__WHAT THE TASK REQUIRES__
Rewrite the entries from the line containing "of the helmet?" through the end of the entries, changing "cabin window" to "side window" and keeping everything else the same. Leave the pictures out of your version.

__SUPPLIED INFORMATION__

:::::

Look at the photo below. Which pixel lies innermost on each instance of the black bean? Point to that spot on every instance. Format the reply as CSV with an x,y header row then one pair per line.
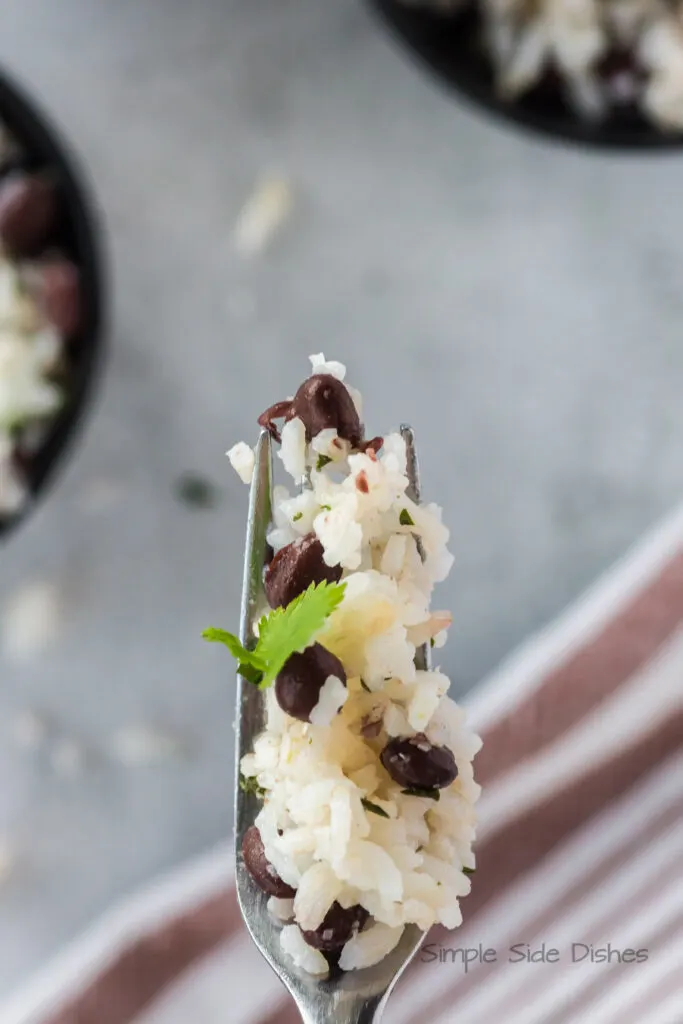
x,y
60,295
415,763
338,927
323,402
295,567
260,868
298,685
28,213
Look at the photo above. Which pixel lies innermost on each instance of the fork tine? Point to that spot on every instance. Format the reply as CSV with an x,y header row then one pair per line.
x,y
249,711
412,465
257,524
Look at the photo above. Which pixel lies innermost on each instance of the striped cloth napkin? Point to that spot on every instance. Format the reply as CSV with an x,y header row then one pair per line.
x,y
577,908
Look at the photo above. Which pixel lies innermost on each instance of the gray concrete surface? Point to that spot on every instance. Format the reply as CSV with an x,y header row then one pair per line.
x,y
518,302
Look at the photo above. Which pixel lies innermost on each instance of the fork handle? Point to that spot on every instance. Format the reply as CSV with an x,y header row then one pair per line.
x,y
358,1012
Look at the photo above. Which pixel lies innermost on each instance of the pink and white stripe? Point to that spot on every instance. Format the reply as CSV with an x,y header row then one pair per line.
x,y
581,841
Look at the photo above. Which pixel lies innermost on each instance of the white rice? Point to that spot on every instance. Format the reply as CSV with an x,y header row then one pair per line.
x,y
243,460
324,781
29,350
575,36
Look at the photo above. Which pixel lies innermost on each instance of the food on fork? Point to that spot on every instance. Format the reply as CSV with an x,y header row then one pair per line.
x,y
365,766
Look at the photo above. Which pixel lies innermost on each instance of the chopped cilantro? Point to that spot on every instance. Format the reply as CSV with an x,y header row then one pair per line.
x,y
249,784
374,808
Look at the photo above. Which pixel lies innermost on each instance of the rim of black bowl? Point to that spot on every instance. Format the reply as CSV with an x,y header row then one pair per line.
x,y
450,45
43,146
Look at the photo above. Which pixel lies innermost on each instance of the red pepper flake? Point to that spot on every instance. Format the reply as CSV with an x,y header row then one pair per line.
x,y
371,726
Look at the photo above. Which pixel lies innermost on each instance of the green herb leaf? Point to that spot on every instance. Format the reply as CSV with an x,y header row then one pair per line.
x,y
282,633
249,784
374,809
289,631
249,657
416,792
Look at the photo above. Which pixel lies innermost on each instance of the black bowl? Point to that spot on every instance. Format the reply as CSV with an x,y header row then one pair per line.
x,y
77,236
450,45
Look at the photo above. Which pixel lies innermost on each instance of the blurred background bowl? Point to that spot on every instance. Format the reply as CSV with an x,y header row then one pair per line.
x,y
450,44
42,147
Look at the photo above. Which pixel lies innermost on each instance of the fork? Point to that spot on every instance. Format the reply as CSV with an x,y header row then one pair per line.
x,y
355,996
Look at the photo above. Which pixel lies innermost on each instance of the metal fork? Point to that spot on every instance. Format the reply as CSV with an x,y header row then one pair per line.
x,y
356,996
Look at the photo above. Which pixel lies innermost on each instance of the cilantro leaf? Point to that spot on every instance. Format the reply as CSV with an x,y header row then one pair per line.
x,y
249,783
233,645
282,633
369,806
417,792
289,631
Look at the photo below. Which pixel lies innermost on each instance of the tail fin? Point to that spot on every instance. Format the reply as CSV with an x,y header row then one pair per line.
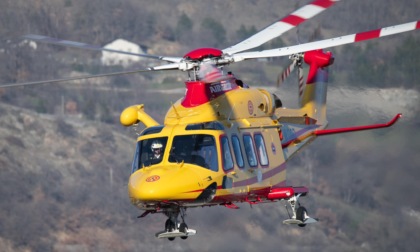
x,y
314,96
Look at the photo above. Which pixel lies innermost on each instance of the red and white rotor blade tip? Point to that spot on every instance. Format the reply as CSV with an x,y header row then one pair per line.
x,y
286,73
327,43
281,26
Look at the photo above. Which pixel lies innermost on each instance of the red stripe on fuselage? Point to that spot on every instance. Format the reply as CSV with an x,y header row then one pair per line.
x,y
323,3
367,35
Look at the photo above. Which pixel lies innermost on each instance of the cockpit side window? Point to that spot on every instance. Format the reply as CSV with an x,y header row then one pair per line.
x,y
198,149
149,152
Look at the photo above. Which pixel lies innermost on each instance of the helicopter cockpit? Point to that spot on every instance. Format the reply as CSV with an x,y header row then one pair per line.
x,y
196,149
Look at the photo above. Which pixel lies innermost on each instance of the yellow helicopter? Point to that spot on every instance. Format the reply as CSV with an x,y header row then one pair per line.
x,y
225,142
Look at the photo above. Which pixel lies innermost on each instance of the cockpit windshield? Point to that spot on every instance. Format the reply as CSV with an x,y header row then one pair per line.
x,y
148,152
198,149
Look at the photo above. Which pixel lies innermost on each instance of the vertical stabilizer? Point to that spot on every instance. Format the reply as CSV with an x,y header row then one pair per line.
x,y
314,97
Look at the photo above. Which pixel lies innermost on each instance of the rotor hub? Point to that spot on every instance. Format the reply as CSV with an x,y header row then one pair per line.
x,y
202,53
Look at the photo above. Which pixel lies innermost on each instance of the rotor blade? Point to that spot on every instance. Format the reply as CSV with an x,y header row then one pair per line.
x,y
69,79
281,26
55,41
172,66
357,37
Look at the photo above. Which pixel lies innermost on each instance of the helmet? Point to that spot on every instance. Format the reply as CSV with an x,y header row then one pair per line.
x,y
156,145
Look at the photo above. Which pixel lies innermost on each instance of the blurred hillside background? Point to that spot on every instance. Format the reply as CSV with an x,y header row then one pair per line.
x,y
65,159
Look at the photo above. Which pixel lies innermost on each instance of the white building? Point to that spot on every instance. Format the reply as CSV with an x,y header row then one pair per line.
x,y
112,59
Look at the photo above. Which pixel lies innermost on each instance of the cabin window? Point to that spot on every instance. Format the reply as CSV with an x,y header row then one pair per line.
x,y
250,151
226,154
152,130
205,126
261,150
148,152
198,149
238,151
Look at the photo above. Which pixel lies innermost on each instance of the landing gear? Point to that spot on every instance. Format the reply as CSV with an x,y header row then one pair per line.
x,y
299,215
174,228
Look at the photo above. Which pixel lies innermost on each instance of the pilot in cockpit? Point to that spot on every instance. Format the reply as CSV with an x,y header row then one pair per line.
x,y
157,150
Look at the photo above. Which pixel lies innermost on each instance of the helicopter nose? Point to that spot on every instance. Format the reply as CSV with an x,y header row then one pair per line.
x,y
165,183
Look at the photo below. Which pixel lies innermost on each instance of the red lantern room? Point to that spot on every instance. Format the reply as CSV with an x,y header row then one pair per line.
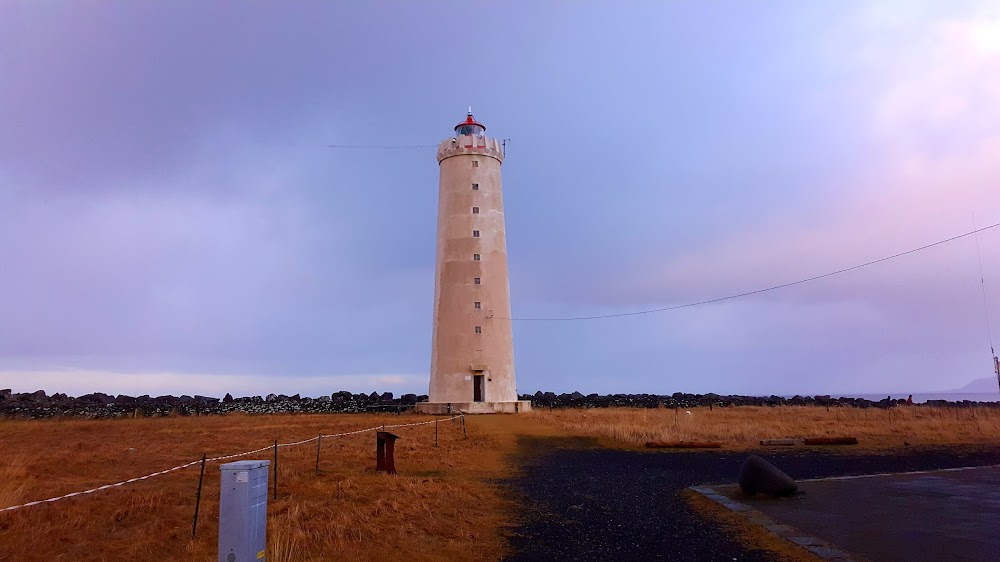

:::::

__COMPLETED TASK__
Look at the photo above. Which pixel lies innermost on each instance of the helmet? Point to that spot on every instance. Format the reply as CSV with an x,y header row then one pair per line.
x,y
156,145
Look at the photo above. Which pixel lies innermost on each instance of the blurred hillside background? Point to that spot on every instance. Format the reply as CSV with an x,y header row then one pair per line.
x,y
65,159
Look at the photo above. Which pixel lies innermost on each instance of the white building? Point to that spot on every instance. Format the reply as CSV with an x,y header row then one pair per line.
x,y
112,59
Look at the photo above. Which pixel lies innermost on each instance of the side window? Point to that spot on every instance. Format the reply as CSV with an x,y header row then one pair per line.
x,y
250,151
226,154
152,130
205,126
261,150
148,152
198,149
238,151
Look at the photo above. Which pixel lies innermost on each instance of the landing gear? Point to that spot on every instance. Format the reply as CSV with an x,y header row then one pair per line.
x,y
299,215
174,228
Look at the photo above. Which pixel lies innermost on each instance of the pilot in cockpit? Point to that spot on every instance. Format the reply as CSV with an x,y header row then one pair per line.
x,y
157,150
Look at the photo above. Which pixel lies innermost on each instance of the helicopter nose? Point to that spot on every instance. Format the reply as CSV with an x,y header row then one pair per line.
x,y
165,183
Look at the photo below. Which pixel lies innermost on each instance of the red lantern room? Point to that spot on every instance. Format the reply as CSV with an x,y header row then one pair per line.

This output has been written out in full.